### WORKING DATA
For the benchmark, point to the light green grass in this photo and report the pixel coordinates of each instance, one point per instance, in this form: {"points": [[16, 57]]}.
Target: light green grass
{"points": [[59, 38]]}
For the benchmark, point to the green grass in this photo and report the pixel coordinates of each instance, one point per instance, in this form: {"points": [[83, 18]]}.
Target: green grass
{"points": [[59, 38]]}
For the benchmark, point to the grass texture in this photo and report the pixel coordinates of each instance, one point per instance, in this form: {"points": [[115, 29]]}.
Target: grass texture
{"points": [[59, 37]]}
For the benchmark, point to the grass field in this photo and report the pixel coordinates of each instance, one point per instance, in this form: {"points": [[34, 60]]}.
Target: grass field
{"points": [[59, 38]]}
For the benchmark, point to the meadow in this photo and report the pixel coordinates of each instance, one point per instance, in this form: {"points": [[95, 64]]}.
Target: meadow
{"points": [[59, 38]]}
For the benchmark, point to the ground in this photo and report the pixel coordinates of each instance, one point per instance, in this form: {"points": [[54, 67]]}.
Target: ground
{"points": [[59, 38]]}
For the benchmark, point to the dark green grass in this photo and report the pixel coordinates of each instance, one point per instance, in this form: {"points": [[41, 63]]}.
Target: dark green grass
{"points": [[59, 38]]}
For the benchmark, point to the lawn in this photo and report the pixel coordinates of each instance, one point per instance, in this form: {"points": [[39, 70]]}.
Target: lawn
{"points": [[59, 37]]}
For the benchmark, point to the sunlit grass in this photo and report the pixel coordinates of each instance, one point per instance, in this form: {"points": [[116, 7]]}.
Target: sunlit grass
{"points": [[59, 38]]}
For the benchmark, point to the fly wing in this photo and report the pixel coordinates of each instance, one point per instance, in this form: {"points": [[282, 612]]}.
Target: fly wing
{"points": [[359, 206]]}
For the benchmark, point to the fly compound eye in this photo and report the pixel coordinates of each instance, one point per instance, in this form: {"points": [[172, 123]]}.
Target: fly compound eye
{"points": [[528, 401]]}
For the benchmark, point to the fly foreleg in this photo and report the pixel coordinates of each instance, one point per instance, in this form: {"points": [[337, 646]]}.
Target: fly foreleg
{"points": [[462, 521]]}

### SHORT PROBLEM
Copy out the lines word for word, from the one containing "For the benchmark, point to the fly compound" through the final line.

### ANSWER IN FULL
For the benchmark, point to the fly compound eye in this photo and report the pixel coordinates of each instance, one point per instance, in this form: {"points": [[172, 123]]}.
Target: fly compound eye
{"points": [[528, 401]]}
For the benchmark, point to the fly foreleg in this photo and report the pixel coordinates of each instance, one point per instance, in this form: {"points": [[337, 646]]}.
Target: fly foreleg
{"points": [[462, 521]]}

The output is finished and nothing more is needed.